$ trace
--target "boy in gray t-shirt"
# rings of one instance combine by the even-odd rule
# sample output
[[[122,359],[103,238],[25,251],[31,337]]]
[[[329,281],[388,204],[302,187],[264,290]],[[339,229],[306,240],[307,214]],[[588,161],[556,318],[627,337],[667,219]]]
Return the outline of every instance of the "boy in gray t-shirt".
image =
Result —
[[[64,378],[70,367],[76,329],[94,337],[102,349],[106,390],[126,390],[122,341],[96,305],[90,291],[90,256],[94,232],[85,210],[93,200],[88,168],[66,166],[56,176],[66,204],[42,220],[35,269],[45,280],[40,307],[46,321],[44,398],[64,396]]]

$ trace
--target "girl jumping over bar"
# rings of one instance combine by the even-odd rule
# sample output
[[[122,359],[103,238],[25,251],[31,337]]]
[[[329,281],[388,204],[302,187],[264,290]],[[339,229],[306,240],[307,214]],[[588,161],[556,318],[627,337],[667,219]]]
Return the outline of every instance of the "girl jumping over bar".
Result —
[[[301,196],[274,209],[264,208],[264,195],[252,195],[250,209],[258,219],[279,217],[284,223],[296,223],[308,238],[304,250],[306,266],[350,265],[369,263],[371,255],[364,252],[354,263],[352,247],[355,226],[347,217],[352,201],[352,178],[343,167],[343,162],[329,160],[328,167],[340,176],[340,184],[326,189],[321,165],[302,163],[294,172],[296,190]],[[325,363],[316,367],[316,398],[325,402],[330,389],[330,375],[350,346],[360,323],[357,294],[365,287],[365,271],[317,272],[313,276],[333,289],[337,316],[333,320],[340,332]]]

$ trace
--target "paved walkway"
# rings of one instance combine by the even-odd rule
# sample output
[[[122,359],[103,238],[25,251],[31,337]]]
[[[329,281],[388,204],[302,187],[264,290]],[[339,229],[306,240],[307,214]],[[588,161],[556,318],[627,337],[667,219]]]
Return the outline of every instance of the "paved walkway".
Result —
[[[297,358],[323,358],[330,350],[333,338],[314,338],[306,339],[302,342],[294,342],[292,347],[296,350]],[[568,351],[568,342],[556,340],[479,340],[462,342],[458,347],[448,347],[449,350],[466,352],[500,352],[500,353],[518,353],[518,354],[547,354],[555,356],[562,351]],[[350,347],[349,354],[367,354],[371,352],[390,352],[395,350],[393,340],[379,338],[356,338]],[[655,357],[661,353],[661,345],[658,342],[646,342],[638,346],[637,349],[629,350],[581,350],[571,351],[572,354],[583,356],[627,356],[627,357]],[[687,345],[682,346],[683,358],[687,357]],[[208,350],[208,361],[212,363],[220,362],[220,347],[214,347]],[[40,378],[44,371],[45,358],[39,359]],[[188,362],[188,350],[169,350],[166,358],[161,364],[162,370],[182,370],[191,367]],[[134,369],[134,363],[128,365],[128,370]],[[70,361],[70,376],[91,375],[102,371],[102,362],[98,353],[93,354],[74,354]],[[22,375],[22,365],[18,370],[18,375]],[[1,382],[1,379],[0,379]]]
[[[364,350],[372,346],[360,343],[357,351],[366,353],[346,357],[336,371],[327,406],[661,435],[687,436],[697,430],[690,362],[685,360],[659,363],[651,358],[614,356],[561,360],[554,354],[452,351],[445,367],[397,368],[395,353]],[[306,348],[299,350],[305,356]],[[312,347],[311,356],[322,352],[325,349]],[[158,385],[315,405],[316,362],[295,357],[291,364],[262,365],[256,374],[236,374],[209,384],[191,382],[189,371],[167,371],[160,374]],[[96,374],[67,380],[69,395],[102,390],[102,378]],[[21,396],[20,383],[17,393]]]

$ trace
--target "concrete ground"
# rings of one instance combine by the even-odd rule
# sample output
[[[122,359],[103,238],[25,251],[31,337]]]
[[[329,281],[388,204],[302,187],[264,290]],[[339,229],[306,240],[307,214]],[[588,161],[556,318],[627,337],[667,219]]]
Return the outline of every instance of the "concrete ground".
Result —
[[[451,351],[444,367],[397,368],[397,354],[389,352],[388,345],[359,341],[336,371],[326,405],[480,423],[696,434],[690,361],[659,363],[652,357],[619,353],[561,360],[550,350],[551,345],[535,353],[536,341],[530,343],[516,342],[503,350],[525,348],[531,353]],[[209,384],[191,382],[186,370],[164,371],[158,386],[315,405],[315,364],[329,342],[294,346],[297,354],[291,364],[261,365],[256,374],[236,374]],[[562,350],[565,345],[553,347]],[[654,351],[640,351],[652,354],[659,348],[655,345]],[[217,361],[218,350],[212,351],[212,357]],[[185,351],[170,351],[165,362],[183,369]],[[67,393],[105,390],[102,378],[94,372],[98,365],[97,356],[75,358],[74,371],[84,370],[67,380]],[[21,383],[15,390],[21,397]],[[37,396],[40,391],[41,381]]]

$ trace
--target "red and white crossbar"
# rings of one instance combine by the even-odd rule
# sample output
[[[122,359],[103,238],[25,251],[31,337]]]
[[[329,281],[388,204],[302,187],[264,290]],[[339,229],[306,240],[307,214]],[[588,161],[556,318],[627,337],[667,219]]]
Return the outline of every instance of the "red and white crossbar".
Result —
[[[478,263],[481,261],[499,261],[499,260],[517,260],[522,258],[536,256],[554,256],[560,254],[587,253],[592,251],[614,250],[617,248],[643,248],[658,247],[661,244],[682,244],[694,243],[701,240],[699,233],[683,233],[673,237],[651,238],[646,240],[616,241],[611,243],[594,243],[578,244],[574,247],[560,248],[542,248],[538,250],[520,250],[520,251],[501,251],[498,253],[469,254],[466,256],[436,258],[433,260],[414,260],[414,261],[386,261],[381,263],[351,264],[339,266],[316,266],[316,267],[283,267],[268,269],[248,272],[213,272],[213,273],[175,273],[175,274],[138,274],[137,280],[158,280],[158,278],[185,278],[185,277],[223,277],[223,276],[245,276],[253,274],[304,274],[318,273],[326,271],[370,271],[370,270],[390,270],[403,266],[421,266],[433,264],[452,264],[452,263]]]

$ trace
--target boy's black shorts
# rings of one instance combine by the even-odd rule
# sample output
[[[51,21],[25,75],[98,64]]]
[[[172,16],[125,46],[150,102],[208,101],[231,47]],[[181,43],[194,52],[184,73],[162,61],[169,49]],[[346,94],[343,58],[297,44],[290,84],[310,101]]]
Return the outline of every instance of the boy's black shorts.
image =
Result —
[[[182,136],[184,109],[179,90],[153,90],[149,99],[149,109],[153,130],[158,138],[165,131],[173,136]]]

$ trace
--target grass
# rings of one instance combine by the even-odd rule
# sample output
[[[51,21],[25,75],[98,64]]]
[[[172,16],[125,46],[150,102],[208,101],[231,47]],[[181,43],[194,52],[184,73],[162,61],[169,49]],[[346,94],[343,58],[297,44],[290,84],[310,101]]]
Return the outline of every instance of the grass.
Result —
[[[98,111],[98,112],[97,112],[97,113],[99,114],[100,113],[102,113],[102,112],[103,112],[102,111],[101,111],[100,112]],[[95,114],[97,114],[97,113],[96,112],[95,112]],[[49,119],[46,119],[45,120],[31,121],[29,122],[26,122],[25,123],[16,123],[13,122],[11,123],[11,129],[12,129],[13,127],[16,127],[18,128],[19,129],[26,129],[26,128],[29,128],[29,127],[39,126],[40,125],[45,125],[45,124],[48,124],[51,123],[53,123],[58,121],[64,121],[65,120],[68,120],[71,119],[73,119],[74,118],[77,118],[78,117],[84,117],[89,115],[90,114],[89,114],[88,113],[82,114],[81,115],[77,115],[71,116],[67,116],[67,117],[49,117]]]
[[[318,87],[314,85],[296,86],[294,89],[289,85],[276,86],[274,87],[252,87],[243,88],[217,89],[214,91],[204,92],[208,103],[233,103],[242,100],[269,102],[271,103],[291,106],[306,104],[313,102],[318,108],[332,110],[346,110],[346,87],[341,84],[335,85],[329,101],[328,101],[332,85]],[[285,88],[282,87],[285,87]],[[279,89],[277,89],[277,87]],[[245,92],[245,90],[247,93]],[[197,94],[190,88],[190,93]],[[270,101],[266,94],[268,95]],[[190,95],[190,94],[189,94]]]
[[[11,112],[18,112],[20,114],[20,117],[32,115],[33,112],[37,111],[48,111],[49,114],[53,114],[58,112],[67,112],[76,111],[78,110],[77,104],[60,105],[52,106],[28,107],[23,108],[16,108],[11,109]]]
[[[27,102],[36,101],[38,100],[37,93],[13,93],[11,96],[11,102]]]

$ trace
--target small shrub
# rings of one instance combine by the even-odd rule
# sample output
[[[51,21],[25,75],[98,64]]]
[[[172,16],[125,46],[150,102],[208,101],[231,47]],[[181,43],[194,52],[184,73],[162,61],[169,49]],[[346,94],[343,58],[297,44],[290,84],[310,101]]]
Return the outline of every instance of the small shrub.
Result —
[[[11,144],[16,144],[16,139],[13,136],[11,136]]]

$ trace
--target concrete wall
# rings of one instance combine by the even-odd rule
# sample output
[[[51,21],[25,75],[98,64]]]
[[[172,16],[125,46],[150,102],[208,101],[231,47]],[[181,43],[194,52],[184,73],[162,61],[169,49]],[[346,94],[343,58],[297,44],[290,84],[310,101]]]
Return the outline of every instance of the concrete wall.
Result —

◆ **What you should do**
Count the lines of the items above that contain the string "small", treating case as significant. Reply with the number alone.

◆ **Solution to the exercise**
2